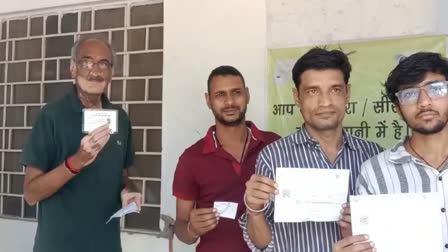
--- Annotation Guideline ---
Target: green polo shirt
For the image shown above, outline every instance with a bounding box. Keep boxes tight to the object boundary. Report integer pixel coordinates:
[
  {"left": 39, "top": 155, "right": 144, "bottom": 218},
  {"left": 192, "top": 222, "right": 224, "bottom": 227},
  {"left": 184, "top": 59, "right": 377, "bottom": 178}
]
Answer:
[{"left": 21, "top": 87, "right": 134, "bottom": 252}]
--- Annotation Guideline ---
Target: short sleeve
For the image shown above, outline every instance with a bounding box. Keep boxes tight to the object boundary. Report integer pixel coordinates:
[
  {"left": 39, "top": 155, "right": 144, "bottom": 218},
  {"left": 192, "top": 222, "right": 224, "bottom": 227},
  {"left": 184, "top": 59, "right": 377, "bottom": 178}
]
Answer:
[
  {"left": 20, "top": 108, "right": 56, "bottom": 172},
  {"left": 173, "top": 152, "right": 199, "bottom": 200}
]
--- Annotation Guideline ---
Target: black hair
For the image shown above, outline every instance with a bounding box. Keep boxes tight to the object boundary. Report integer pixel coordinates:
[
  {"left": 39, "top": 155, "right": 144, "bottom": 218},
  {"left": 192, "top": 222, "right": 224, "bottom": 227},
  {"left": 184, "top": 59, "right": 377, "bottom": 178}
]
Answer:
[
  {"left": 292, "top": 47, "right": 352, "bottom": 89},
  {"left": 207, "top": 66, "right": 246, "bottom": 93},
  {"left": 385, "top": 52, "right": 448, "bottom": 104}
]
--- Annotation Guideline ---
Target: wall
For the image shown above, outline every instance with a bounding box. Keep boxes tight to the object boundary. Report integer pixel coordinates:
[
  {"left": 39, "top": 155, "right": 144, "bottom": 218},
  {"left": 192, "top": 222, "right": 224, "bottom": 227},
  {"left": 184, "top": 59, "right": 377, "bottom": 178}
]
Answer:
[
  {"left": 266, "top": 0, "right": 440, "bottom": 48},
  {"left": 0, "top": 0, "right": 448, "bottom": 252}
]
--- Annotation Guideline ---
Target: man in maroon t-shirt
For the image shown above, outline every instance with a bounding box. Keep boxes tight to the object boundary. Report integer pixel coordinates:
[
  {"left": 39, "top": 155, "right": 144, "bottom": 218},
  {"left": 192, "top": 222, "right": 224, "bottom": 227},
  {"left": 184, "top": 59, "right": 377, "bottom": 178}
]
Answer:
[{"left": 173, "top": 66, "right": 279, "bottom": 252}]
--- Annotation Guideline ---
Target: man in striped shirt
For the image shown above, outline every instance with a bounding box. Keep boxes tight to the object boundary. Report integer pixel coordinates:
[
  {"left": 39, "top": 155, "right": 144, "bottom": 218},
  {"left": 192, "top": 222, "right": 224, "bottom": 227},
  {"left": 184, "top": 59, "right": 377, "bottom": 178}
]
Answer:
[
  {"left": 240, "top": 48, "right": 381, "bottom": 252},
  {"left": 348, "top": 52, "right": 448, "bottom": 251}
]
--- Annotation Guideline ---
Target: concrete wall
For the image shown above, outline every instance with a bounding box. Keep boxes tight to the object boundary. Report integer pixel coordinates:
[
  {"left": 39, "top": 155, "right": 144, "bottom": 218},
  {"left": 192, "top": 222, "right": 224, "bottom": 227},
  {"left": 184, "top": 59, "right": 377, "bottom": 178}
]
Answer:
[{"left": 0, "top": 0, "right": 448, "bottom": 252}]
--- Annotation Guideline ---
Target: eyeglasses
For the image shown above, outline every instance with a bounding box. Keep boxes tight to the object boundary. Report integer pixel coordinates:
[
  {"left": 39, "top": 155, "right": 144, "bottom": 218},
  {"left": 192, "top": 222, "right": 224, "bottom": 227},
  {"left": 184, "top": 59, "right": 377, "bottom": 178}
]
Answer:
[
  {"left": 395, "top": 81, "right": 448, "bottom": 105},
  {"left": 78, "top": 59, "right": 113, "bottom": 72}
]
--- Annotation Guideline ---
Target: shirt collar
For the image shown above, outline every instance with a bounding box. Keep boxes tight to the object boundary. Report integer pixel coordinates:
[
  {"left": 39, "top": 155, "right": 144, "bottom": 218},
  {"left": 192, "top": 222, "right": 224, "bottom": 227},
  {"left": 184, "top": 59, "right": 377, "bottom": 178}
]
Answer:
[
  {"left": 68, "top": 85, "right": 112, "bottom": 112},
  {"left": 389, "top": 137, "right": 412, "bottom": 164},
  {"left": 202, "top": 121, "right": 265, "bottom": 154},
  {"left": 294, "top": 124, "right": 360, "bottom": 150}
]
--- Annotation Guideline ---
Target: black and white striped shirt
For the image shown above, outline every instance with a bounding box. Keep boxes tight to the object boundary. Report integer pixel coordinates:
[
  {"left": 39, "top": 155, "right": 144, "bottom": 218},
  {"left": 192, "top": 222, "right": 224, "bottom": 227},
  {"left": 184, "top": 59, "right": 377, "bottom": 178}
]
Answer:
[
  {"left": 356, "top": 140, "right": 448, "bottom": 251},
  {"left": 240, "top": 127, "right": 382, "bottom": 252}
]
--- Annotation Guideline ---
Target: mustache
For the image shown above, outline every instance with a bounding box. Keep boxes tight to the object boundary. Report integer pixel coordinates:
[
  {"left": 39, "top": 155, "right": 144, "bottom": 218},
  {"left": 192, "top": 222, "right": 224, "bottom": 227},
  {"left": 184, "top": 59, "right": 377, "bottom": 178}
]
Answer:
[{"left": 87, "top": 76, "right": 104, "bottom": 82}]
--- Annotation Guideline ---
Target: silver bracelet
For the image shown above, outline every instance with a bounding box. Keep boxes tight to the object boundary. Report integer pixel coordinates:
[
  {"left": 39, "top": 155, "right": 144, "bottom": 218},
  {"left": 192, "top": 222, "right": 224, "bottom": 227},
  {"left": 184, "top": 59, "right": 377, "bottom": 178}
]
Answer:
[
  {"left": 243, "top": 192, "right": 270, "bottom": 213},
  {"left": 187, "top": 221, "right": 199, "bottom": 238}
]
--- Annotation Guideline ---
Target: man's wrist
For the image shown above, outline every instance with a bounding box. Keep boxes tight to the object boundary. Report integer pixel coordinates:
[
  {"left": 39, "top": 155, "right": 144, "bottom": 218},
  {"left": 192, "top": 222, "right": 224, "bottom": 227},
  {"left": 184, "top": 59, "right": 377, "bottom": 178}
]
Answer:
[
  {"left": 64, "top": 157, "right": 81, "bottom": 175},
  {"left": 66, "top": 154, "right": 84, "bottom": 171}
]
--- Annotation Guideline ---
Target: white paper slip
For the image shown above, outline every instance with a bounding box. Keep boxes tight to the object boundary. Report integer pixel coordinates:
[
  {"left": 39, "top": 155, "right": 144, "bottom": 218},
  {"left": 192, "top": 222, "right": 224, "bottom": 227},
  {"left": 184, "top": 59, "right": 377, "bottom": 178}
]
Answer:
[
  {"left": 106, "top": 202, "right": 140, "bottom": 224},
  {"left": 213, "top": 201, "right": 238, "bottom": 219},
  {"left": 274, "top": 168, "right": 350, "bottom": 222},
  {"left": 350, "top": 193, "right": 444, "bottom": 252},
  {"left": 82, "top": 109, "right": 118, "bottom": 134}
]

•••

Please count the lines in the items above that contain the word "striped". Reply with the number alone.

2